(Extracted records)
━━━━━━━━
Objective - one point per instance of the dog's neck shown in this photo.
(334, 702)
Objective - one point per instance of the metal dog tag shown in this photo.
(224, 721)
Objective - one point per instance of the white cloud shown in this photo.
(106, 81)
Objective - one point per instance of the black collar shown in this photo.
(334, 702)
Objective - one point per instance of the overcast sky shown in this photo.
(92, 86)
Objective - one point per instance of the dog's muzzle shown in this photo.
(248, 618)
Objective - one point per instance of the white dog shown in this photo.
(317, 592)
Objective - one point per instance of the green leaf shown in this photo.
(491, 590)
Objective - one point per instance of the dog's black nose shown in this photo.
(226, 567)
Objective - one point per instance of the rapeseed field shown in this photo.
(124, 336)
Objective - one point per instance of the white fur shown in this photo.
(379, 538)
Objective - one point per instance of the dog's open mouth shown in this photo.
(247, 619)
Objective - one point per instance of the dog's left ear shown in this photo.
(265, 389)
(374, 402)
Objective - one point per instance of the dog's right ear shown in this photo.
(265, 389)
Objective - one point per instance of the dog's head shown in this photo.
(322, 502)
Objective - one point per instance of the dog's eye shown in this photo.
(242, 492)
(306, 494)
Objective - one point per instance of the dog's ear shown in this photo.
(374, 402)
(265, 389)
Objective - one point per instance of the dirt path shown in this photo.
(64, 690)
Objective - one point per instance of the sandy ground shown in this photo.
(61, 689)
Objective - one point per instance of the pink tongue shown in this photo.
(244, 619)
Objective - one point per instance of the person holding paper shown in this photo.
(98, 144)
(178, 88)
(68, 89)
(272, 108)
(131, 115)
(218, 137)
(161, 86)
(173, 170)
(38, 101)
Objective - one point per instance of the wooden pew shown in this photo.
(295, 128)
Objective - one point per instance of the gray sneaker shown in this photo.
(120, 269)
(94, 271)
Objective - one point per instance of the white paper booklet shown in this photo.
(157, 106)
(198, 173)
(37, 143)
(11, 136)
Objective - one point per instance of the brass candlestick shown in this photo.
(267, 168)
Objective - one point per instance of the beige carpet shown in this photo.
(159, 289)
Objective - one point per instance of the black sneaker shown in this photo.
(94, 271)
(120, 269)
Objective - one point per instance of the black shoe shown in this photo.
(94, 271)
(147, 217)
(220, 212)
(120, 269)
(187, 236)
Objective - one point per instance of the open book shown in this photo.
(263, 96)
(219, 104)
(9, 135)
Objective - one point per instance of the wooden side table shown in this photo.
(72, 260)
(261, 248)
━━━━━━━━
**WHAT YOU WILL DO:**
Your output consists solely of the lines from the one with "Objective - one point per instance of the dog's eye" through the last line, copied exactly.

**FULL OUTPUT:**
Objective - one point per instance of the dog's eye shown in this photo.
(242, 492)
(306, 494)
Objective - one point per instance of the dog's ear shown in this photo.
(374, 402)
(265, 389)
Objective - one point per instance of the dirt path shown in this photo.
(64, 690)
Objective - one point per instance of the sandy ground shown in this photo.
(61, 689)
Objective - one point per instance of the pink tongue shown in this photo.
(244, 619)
Objective - one point per instance of the person holding paper shown in this photo.
(98, 144)
(178, 88)
(68, 89)
(272, 108)
(131, 115)
(218, 137)
(161, 86)
(173, 170)
(38, 101)
Objective - one point per instance of the wooden pew shown in this photo.
(295, 128)
Objective - one point per instance of the gray sneaker shown in this photo.
(120, 269)
(94, 271)
Objective - one point per instance of the white paper booklet shown in this photo.
(157, 106)
(198, 173)
(37, 143)
(11, 136)
Objective - one point per instance of the brass candlestick shown in this photo.
(267, 168)
Objective - one point per instance of the beige carpet shown in this photo.
(159, 289)
Objective - one point per instance of the black sneaker shown in this photo.
(94, 271)
(120, 269)
Objective - one point per instance of the black shoe shown in this photo.
(94, 271)
(147, 217)
(220, 212)
(120, 269)
(187, 236)
Objective - one point per instance of the open book shown in this photo.
(263, 96)
(219, 104)
(9, 135)
Objective - one point per instance of the wooden side table shown in this photo.
(72, 260)
(261, 248)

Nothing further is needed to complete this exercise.